:: EXERCISE OBJECTIVE ::
Give again every line from the one with "M 111 173 L 88 114 L 12 120 L 78 210 Z" through the last line of the data, exactly, and leave out the lines before it.

══ RECORDED INFORMATION ══

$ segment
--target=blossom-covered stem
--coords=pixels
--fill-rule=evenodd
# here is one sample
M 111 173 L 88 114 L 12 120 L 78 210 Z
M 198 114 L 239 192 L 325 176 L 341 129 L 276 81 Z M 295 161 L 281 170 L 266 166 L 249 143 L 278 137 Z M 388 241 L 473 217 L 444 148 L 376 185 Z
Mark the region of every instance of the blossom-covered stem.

═══

:: PROBLEM SOLUTION ::
M 111 173 L 88 114 L 12 120 L 78 210 Z
M 198 114 L 239 192 L 325 176 L 341 129 L 276 81 Z M 295 161 L 281 170 L 266 166 L 249 143 L 278 137 Z M 388 241 L 473 217 L 444 148 L 376 185 Z
Mark the region of every instance of the blossom-covered stem.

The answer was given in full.